[Text]:
Getting a child to sleep through the night is the aim of all parents, but what's the best way to do it?

How do you and your baby get a good night’s sleep?

When you hear your baby cry, letting him or her cry it out is one of the hardest things to do. Your instincts tell you to go and soothe your baby.

A study out of Temple University says that parents should let their baby cry it out.

Psychology Professor Marsha Weinraub says in an article on the Temple
website that babies need to learn to self-soothe, which they don’t learn if a parent is doing the soothing for them, such as nursing the baby back to sleep.

"The best advice is to put infants to bed at a regular time every night, allow them to fall asleep on their own and resist the urge to respond right away to awakenings."

There are many critics of the cry it out method, who will hopefully give their opinions in the comments area below, but the current science points to that as the best method, which is why we chose to use it with our son.

When we decided it was time to start, there were several nights that were absolute torture for us. In the morning, our son seemed to have suffered no harm, and he soon got it and he started self-soothing and falling asleep on his own.

Sometimes, he’s not happy to be put to bed and he cries a little, but it doesn’t last long, because he knows it will have no effect. Instead, he jumps up and down on his mattress to entertain himself and eventually goes to sleep. There are rare times when cries at night, but when it happens the cries are different. There’s the little cry that means he woke up and didn’t want to and it sort of tapers off and he’s asleep again, just like magic. Very unusually, we get the real cry and now we know it means something’s wrong and we as parents can respond and fix whatever problem he has. 

How have you dealt with getting your child to sleep through the night? Do you let your child cry it out? Share your thoughts in the comment area below.

Frank January 28, 2013 at 11:44 AM
Bob Hit it right on the nose Our twelve year old girl we let cry . I had to go outside because I jut wanted to pick her up. It lasted about 5-10 minutes. After a Week it lasted 1 minute . Although The 5-10 minutes felt like an hour . Our two younger boys, my wife has to sleep in the same room with them - They are 6 and 4 1/2 . The 4 1/2 sleep quick. The 6 year old, Could take h 1 Hr. now we're paying the price for not letting them cry themselves to sleep EVERY Child is so different. NO CORRECT ANSWER!!

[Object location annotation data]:
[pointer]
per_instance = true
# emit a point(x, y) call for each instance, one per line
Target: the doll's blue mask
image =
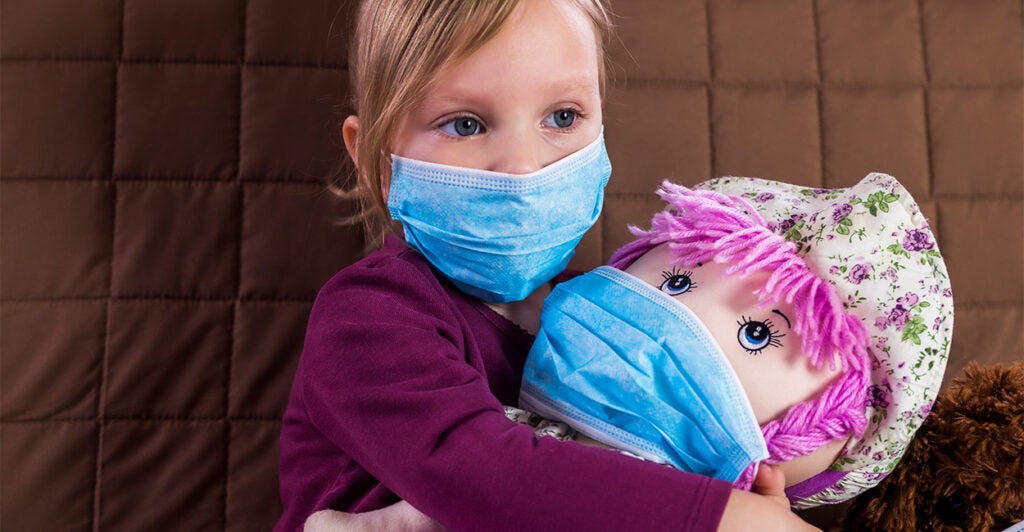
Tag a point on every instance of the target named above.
point(499, 236)
point(624, 363)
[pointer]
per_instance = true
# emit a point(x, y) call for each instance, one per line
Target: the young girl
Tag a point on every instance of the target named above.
point(478, 128)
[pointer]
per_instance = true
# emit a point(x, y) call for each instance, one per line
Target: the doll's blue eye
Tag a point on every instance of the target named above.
point(462, 127)
point(677, 282)
point(755, 336)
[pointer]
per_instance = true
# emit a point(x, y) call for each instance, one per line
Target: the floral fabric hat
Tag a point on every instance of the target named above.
point(872, 245)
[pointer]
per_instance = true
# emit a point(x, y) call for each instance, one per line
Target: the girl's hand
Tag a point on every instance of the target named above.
point(770, 482)
point(400, 517)
point(765, 507)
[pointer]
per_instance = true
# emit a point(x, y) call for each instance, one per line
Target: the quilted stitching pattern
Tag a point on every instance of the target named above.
point(164, 224)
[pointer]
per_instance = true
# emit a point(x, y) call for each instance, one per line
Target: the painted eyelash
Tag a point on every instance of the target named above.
point(684, 276)
point(666, 274)
point(773, 335)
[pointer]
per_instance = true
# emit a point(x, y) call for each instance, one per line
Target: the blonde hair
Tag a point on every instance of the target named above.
point(398, 47)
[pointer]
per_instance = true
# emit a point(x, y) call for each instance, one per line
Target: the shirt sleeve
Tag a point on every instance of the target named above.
point(385, 378)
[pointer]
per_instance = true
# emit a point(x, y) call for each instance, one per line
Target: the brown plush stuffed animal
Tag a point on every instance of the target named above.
point(965, 469)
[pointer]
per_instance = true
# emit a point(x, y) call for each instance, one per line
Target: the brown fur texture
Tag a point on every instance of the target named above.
point(965, 469)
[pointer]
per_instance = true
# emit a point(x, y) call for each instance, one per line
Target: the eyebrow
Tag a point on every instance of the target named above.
point(779, 312)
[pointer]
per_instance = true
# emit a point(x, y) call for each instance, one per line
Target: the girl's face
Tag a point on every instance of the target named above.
point(526, 98)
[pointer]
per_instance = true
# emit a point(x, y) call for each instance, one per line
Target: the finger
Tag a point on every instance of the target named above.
point(769, 481)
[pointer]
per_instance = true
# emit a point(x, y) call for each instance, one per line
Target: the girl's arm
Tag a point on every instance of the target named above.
point(389, 375)
point(740, 512)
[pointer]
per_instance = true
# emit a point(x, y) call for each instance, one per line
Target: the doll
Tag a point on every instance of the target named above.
point(755, 322)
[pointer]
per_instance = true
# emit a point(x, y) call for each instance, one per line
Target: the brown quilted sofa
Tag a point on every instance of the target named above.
point(165, 225)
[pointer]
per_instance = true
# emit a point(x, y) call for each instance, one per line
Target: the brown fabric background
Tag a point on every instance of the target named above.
point(164, 224)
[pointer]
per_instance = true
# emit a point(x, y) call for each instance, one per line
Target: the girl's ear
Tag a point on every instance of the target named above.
point(350, 133)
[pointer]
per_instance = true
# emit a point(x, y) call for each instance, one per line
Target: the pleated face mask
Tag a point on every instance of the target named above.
point(499, 236)
point(627, 365)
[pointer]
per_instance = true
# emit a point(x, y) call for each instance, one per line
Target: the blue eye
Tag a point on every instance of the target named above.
point(561, 119)
point(462, 127)
point(755, 336)
point(677, 281)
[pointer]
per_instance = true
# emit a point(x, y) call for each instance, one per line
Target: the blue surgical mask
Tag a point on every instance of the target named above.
point(499, 236)
point(626, 364)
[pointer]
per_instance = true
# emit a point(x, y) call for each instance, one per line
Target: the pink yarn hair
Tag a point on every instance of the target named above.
point(709, 226)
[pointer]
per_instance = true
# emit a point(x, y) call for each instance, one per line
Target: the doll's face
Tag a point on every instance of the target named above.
point(759, 342)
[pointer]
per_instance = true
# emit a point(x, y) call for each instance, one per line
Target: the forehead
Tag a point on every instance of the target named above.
point(543, 44)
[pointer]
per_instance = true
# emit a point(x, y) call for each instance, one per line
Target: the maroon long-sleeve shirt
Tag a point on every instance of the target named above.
point(398, 394)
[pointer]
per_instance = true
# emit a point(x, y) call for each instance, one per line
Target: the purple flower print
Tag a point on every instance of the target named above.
point(898, 317)
point(915, 240)
point(841, 212)
point(879, 397)
point(787, 224)
point(872, 477)
point(858, 273)
point(909, 300)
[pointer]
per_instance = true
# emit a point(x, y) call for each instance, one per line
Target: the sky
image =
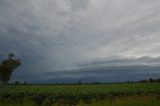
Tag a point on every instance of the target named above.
point(88, 40)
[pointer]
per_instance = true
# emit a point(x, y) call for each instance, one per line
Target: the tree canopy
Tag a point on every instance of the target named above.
point(7, 67)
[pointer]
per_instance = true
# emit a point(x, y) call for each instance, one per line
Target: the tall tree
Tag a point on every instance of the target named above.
point(7, 67)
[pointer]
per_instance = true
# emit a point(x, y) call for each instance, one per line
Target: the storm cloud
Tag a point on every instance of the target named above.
point(70, 35)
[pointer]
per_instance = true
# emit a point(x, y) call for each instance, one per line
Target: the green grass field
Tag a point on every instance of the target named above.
point(134, 94)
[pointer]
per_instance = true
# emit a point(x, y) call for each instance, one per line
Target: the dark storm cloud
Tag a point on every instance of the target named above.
point(60, 35)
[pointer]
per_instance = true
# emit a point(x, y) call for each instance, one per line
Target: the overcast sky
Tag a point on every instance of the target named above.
point(65, 36)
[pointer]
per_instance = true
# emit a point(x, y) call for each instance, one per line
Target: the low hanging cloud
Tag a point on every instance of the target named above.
point(51, 35)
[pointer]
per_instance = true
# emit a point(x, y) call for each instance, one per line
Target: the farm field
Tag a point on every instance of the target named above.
point(132, 94)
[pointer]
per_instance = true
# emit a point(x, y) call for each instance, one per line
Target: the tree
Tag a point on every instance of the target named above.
point(7, 67)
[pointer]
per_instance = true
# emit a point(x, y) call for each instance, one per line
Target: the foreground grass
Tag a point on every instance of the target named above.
point(135, 100)
point(137, 94)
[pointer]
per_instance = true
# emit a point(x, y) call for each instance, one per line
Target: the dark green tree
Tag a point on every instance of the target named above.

[Goals]:
1. From the sleep-training post, quote the stretch from "When you hear" through "cry it out.".
2. Decide whether each statement agrees with the sleep-training post, answering yes or no and quoting the words of the post that settle it.
(a) The study mentioned comes from Temple University.
(b) The writer's son seemed harmed the morning after the hard nights.
(c) Frank's two younger boys are 6 and 4 1/2.
3. Write what follows the last line of the sleep-training post.

[Task-by-task answers]:
1.
When you hear your baby cry, letting him or her cry it out is one of the hardest things to do. Your instincts tell you to go and soothe your baby.

A study out of Temple University says that parents should let their baby cry it out.

2.
(a) Yes: "A study out of Temple University says that parents should let their baby cry it out."
(b) No: "In the morning, our son seemed to have suffered no harm"
(c) Yes: "They are 6 and 4 1/2"

3.
marion1 January 28, 2013 at 03:50 PM
Agree with Bob and Frank. Every child is different- agree that under 6 months you really need to go to them, we gently rubbed her back for small whimpers to help her settle and fall asleep in her crib...after 6 months, they need to learn how to get back to sleep on their own. Agree that you learn different cries pretty quickly. Too much fussing over every whimper can lead to "let's play" at 3 a.m. Or in our case, i made the mistake of giving our daughter baby cereal at 3 a.m. thinking she was hungry....during the introduce new foods stage....all that did was set her internal clock for 3 a.m. breakfast! Babies learn FAST!
Josh January 29, 2013 at 05:09 PM
It's amazing how so many agree on the few general approaches in our demographic/area. Any ideas on stopping obsession with characters like batman or Shrek? We take away dvd, turn off tv as much as possible, try to keep exposure minimal from the start, but he just doesn't stop screaming for it. A lot is because at school other kids have cartoon lunch boxes and bags and there seems to be no way to provide a consistent message when they are exposed to what you are trying to control??
Jane January 29, 2013 at 05:33 PM
Like some others have said, it seems to me that just like different people have different characteristics - ways they respond to hunger, extrovert versus introvert, verbal versus reading learner - that babies have them too. I think the best thing a parent can do is read different ideas, think critically about them, and try them out in parenting in a compassionate and alert manner to see what works best with their child. Don't pick a box to put the child in, find a box that fits the shape of the child. (Uhm, should probably clarify that's a metaphor!)
Jane February 11, 2013 at 02:17 AM
Carrie is exactly the kind of Mom I hope never to be!